### [TASK TO COMPLETE]
Gather every line of the material below that contains the word "pine", and copy each of those lines.
* start DATA IN THIS EXERCISE *
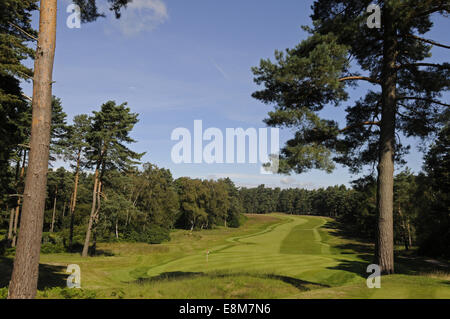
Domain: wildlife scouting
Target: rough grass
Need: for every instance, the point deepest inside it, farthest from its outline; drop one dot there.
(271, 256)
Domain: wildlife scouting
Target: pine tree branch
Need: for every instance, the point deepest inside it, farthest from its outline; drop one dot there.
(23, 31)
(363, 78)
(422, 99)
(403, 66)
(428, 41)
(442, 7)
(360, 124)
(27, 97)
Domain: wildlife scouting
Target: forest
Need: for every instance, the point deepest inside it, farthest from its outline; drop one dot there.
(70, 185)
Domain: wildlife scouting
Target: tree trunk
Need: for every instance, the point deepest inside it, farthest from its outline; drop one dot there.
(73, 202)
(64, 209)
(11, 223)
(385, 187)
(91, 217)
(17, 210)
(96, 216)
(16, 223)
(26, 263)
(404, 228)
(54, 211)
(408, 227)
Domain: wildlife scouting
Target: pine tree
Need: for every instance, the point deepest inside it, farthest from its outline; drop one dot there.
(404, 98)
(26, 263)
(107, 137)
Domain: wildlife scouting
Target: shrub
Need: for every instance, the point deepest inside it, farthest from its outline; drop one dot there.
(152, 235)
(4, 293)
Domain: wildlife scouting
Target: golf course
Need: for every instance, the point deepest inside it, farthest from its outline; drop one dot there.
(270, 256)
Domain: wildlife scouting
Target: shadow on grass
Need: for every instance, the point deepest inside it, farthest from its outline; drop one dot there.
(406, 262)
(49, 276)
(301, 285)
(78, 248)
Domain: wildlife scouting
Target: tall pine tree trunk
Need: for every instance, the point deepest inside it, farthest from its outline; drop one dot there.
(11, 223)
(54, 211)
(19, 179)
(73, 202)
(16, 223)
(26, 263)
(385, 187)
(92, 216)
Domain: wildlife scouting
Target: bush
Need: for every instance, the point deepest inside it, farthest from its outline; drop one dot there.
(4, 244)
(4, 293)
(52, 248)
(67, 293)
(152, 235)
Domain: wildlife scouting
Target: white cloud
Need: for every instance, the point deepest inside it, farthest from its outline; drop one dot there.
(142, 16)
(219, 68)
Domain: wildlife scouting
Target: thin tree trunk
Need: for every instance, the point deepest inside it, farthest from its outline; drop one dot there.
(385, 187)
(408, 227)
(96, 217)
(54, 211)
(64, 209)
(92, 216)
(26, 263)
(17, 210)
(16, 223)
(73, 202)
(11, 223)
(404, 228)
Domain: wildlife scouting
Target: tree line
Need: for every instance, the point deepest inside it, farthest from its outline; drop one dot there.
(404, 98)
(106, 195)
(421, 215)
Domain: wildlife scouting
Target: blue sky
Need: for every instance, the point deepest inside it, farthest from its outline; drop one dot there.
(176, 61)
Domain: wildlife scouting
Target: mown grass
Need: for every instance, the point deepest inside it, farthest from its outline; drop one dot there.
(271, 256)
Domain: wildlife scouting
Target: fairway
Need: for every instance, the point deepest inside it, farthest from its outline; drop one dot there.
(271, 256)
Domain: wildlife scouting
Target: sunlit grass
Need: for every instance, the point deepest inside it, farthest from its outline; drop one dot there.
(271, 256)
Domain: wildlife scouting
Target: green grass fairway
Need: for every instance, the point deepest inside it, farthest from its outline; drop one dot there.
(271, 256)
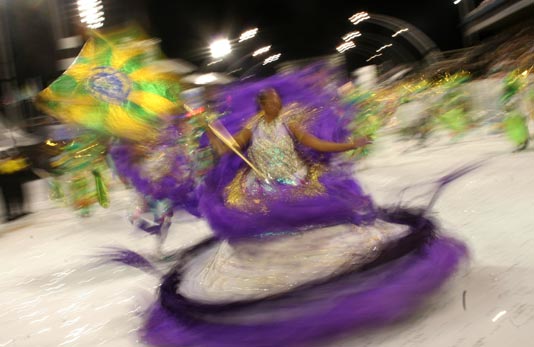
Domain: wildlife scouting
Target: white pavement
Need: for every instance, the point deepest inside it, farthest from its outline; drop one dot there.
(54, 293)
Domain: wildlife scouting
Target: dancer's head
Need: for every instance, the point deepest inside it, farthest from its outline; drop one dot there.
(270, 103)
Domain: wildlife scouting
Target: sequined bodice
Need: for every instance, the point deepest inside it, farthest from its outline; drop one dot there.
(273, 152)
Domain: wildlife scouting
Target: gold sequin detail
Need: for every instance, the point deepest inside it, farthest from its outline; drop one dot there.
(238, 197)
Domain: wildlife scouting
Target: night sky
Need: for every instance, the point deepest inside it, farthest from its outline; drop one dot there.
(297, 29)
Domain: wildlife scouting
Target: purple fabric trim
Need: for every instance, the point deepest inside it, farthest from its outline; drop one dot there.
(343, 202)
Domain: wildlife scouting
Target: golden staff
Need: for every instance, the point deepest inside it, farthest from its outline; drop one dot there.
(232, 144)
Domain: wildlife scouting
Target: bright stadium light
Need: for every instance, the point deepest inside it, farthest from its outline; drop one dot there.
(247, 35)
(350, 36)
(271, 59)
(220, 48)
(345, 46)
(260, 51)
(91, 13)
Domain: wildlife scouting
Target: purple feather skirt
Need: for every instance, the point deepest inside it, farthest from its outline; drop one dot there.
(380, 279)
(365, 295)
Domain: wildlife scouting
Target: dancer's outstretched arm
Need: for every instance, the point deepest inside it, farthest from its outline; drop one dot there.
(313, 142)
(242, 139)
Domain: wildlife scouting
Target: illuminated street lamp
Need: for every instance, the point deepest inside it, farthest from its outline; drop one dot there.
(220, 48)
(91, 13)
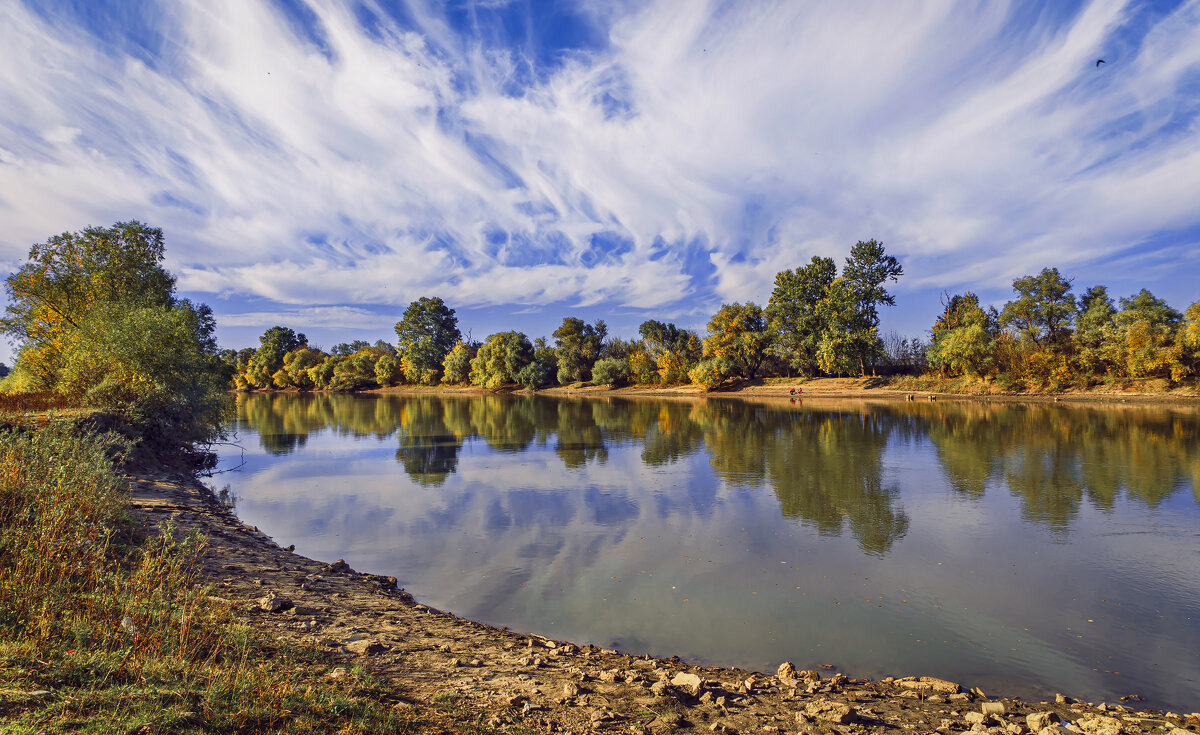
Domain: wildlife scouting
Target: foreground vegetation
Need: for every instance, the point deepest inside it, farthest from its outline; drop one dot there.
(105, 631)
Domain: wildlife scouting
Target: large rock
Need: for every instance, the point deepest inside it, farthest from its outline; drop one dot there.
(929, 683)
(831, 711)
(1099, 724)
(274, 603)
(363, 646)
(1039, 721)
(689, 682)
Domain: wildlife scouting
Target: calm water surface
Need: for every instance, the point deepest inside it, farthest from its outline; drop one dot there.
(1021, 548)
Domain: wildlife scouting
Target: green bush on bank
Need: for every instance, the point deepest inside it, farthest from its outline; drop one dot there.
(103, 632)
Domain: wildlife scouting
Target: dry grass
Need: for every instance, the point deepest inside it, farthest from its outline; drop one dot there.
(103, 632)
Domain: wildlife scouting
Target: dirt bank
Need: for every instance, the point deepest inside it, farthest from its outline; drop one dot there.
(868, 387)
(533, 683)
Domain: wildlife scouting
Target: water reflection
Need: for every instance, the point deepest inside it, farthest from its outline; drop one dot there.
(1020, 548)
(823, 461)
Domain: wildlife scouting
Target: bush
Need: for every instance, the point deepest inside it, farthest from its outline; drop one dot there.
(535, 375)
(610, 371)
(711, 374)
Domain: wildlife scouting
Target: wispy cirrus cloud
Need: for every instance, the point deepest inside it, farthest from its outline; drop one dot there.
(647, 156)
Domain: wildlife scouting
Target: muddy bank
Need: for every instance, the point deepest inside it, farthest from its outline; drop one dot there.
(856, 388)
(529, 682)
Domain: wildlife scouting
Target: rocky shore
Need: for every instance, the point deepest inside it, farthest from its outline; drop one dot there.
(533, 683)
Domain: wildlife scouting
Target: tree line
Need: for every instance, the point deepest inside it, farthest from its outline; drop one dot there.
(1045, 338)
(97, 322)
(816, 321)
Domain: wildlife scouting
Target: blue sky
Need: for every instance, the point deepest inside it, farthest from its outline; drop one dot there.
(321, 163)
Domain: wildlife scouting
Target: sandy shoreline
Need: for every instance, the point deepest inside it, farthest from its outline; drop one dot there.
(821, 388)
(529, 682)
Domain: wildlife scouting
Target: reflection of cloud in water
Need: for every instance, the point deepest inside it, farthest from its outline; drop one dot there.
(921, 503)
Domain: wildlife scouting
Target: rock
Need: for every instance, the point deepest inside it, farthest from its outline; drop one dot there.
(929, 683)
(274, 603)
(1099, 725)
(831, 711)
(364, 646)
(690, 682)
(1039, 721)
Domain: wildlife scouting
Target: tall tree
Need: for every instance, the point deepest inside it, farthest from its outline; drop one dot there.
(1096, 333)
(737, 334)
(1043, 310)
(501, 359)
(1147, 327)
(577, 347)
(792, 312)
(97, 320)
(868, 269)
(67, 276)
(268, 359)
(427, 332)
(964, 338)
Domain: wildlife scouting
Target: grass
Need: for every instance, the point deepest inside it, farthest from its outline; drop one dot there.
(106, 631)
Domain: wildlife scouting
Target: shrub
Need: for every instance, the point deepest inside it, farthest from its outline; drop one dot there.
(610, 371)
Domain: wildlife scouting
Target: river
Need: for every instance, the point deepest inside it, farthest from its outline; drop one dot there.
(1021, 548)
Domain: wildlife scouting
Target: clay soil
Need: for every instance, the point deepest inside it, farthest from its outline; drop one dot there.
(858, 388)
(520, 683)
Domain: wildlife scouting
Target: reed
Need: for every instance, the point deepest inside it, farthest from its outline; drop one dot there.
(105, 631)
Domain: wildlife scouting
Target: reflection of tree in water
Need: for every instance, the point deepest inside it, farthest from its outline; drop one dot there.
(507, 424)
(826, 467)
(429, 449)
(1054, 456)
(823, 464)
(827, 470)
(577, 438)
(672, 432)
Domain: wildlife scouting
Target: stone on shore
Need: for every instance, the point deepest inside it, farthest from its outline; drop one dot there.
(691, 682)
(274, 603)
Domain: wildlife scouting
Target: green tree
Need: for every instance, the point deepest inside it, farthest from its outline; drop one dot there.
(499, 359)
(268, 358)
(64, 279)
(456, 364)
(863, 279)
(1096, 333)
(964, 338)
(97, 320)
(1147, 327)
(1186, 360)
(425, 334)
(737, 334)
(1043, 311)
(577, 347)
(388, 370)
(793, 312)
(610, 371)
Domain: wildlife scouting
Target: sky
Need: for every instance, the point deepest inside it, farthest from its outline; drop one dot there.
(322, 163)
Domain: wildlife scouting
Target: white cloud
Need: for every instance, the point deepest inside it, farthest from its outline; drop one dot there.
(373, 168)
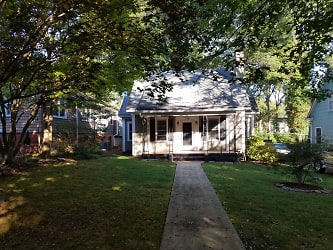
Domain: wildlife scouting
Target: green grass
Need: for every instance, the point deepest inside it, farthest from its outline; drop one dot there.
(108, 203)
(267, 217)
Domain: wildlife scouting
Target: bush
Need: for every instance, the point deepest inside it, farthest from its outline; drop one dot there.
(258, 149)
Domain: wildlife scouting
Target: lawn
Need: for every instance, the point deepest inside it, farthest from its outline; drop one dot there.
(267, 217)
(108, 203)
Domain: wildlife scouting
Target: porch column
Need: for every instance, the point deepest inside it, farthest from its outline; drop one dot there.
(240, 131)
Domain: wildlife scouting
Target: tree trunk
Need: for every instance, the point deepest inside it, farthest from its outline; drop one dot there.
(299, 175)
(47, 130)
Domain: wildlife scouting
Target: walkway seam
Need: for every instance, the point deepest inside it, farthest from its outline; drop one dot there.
* end DATA IN THIS EXERCISE *
### [SOLUTION BELOW]
Target: pine tree branch
Target: pine tree
Target: tall pine tree trunk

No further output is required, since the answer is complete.